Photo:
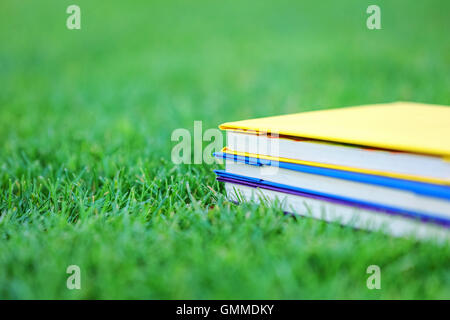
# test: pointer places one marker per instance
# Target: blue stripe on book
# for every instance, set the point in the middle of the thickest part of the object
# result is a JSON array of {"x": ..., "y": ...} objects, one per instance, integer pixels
[
  {"x": 437, "y": 218},
  {"x": 422, "y": 188}
]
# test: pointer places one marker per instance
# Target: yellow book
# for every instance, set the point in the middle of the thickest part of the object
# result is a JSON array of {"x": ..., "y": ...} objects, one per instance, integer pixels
[{"x": 403, "y": 139}]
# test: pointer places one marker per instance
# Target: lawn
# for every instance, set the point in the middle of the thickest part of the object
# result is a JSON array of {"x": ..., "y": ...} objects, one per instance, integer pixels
[{"x": 86, "y": 118}]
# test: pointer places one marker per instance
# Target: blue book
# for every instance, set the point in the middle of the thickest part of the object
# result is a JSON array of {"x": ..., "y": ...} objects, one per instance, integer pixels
[{"x": 418, "y": 200}]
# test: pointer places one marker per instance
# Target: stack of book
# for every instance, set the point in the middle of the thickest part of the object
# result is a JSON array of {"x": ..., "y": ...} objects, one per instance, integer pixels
[{"x": 377, "y": 167}]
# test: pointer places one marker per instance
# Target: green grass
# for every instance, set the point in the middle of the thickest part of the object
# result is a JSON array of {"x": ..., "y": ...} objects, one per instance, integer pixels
[{"x": 85, "y": 123}]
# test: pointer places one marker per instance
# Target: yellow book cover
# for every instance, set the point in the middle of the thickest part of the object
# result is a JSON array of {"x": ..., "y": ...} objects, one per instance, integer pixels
[{"x": 401, "y": 126}]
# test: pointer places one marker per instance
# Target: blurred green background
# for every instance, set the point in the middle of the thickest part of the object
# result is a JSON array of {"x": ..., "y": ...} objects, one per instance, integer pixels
[{"x": 85, "y": 123}]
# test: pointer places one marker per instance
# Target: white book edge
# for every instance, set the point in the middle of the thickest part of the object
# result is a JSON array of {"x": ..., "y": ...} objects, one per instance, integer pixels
[{"x": 341, "y": 155}]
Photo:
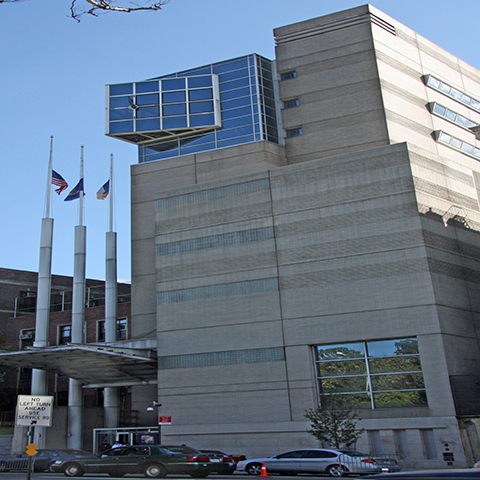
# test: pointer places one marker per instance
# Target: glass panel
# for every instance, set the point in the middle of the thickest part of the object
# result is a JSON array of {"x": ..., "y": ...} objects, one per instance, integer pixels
[
  {"x": 202, "y": 120},
  {"x": 439, "y": 109},
  {"x": 173, "y": 97},
  {"x": 405, "y": 381},
  {"x": 346, "y": 384},
  {"x": 408, "y": 346},
  {"x": 342, "y": 368},
  {"x": 201, "y": 107},
  {"x": 455, "y": 142},
  {"x": 150, "y": 99},
  {"x": 237, "y": 112},
  {"x": 236, "y": 102},
  {"x": 203, "y": 94},
  {"x": 121, "y": 114},
  {"x": 119, "y": 102},
  {"x": 144, "y": 87},
  {"x": 175, "y": 109},
  {"x": 356, "y": 400},
  {"x": 400, "y": 399},
  {"x": 432, "y": 81},
  {"x": 234, "y": 132},
  {"x": 173, "y": 84},
  {"x": 175, "y": 122},
  {"x": 242, "y": 82},
  {"x": 235, "y": 75},
  {"x": 239, "y": 92},
  {"x": 149, "y": 124},
  {"x": 341, "y": 351},
  {"x": 395, "y": 364},
  {"x": 121, "y": 127},
  {"x": 145, "y": 112},
  {"x": 450, "y": 115},
  {"x": 235, "y": 65},
  {"x": 121, "y": 89},
  {"x": 198, "y": 82},
  {"x": 235, "y": 141}
]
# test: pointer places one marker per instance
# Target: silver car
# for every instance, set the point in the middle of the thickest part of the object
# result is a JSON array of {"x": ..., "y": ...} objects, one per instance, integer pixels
[{"x": 335, "y": 463}]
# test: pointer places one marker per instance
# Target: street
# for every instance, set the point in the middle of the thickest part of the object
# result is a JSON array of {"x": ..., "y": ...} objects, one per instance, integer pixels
[{"x": 58, "y": 476}]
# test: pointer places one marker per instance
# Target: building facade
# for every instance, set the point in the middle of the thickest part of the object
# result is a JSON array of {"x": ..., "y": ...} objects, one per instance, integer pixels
[
  {"x": 309, "y": 228},
  {"x": 18, "y": 296}
]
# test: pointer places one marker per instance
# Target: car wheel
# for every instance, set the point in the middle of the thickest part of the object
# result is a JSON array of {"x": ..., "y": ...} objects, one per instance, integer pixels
[
  {"x": 154, "y": 470},
  {"x": 337, "y": 470},
  {"x": 73, "y": 470},
  {"x": 254, "y": 468}
]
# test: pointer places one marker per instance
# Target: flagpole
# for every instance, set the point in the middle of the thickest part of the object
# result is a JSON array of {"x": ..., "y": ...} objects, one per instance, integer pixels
[
  {"x": 80, "y": 217},
  {"x": 111, "y": 194},
  {"x": 39, "y": 384},
  {"x": 111, "y": 394},
  {"x": 49, "y": 179},
  {"x": 75, "y": 390}
]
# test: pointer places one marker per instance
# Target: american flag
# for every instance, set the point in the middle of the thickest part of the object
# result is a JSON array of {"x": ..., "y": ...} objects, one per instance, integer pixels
[{"x": 59, "y": 181}]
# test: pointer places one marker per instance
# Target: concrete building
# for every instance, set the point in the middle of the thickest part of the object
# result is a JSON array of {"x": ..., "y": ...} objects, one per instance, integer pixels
[
  {"x": 18, "y": 297},
  {"x": 315, "y": 232}
]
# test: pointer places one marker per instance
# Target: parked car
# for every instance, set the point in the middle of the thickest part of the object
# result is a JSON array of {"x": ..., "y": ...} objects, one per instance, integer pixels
[
  {"x": 335, "y": 463},
  {"x": 221, "y": 462},
  {"x": 236, "y": 456},
  {"x": 152, "y": 461},
  {"x": 42, "y": 460}
]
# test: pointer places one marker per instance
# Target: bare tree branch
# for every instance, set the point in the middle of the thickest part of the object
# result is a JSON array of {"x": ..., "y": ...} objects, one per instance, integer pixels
[{"x": 98, "y": 6}]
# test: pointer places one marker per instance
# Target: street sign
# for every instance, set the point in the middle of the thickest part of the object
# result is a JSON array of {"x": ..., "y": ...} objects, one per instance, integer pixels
[
  {"x": 34, "y": 411},
  {"x": 164, "y": 420}
]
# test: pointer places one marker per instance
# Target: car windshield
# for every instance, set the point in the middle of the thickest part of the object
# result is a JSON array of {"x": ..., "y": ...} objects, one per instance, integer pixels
[{"x": 353, "y": 453}]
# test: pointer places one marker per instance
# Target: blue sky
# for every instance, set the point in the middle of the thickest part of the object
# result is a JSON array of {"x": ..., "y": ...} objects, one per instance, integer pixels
[{"x": 53, "y": 73}]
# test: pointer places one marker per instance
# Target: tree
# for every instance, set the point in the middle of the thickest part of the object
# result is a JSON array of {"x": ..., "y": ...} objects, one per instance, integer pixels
[
  {"x": 95, "y": 7},
  {"x": 335, "y": 423}
]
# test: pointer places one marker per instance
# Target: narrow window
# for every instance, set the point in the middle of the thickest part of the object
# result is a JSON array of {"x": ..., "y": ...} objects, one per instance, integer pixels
[
  {"x": 294, "y": 132},
  {"x": 291, "y": 103},
  {"x": 288, "y": 75}
]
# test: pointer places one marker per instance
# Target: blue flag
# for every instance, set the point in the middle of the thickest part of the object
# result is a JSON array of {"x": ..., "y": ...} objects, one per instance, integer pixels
[{"x": 75, "y": 193}]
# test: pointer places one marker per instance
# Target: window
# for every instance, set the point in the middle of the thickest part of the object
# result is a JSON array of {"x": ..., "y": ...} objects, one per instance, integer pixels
[
  {"x": 373, "y": 374},
  {"x": 451, "y": 92},
  {"x": 121, "y": 330},
  {"x": 294, "y": 132},
  {"x": 450, "y": 115},
  {"x": 457, "y": 144},
  {"x": 64, "y": 334},
  {"x": 291, "y": 103},
  {"x": 288, "y": 75}
]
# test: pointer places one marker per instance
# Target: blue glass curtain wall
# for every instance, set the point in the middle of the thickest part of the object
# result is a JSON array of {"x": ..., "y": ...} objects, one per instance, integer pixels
[{"x": 187, "y": 101}]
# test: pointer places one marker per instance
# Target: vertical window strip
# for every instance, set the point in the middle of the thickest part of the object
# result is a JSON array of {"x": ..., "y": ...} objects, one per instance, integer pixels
[
  {"x": 212, "y": 194},
  {"x": 218, "y": 291},
  {"x": 214, "y": 241}
]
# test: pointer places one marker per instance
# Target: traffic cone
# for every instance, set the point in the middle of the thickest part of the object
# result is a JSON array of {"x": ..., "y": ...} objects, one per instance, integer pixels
[{"x": 263, "y": 471}]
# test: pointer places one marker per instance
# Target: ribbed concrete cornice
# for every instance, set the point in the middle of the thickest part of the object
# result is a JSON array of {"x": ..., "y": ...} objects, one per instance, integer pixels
[{"x": 364, "y": 17}]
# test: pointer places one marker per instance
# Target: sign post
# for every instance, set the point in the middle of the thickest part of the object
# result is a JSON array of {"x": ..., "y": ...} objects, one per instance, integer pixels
[{"x": 33, "y": 411}]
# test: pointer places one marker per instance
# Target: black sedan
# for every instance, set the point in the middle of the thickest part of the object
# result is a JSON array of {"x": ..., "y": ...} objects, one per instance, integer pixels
[
  {"x": 42, "y": 460},
  {"x": 153, "y": 461}
]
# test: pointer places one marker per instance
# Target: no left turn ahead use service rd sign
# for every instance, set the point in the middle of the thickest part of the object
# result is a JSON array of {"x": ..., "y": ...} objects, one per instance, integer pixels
[{"x": 34, "y": 410}]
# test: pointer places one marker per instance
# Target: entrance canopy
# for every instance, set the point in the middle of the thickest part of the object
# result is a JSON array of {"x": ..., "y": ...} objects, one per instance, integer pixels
[{"x": 92, "y": 365}]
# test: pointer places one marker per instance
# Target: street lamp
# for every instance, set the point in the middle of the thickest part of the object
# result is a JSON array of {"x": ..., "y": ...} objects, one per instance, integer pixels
[{"x": 151, "y": 408}]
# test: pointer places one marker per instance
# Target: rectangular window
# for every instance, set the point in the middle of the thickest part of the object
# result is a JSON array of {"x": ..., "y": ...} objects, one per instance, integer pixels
[
  {"x": 121, "y": 330},
  {"x": 288, "y": 75},
  {"x": 291, "y": 103},
  {"x": 64, "y": 334},
  {"x": 294, "y": 132},
  {"x": 374, "y": 374}
]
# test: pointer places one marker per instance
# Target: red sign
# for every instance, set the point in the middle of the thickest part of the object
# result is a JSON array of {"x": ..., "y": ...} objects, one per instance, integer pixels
[{"x": 164, "y": 420}]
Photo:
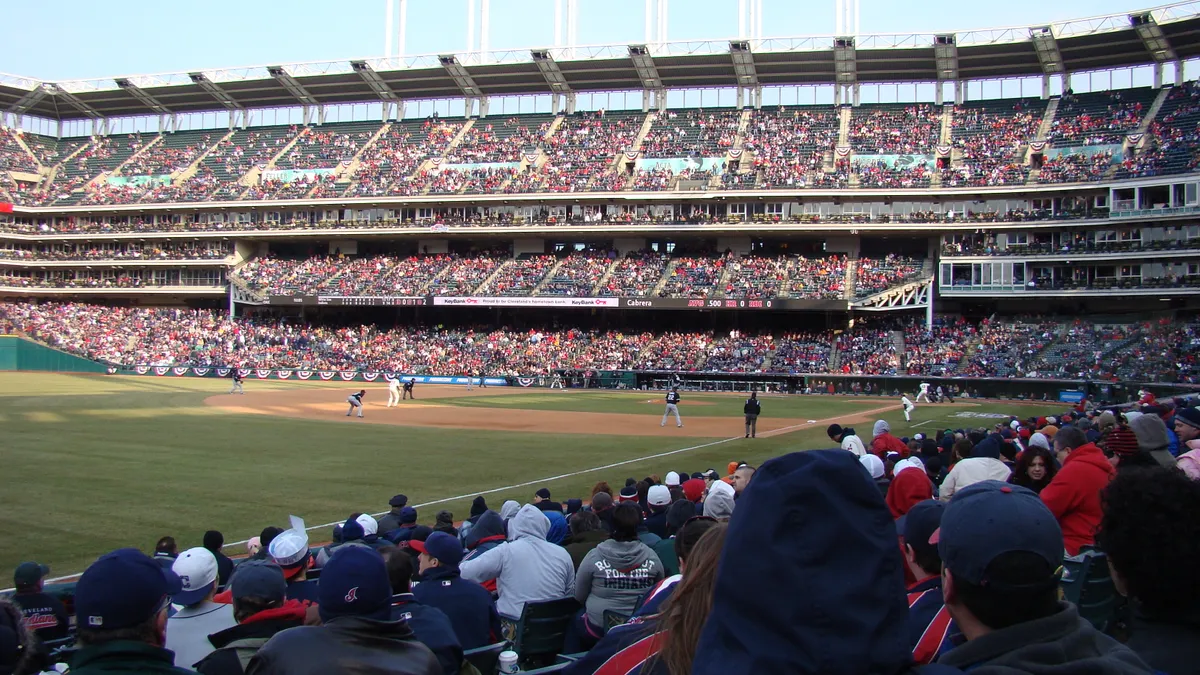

Task prompt =
Filter the listing above, keeping only the lines with "green".

Response for this exercise =
# Target: green grass
# Target: blurred green background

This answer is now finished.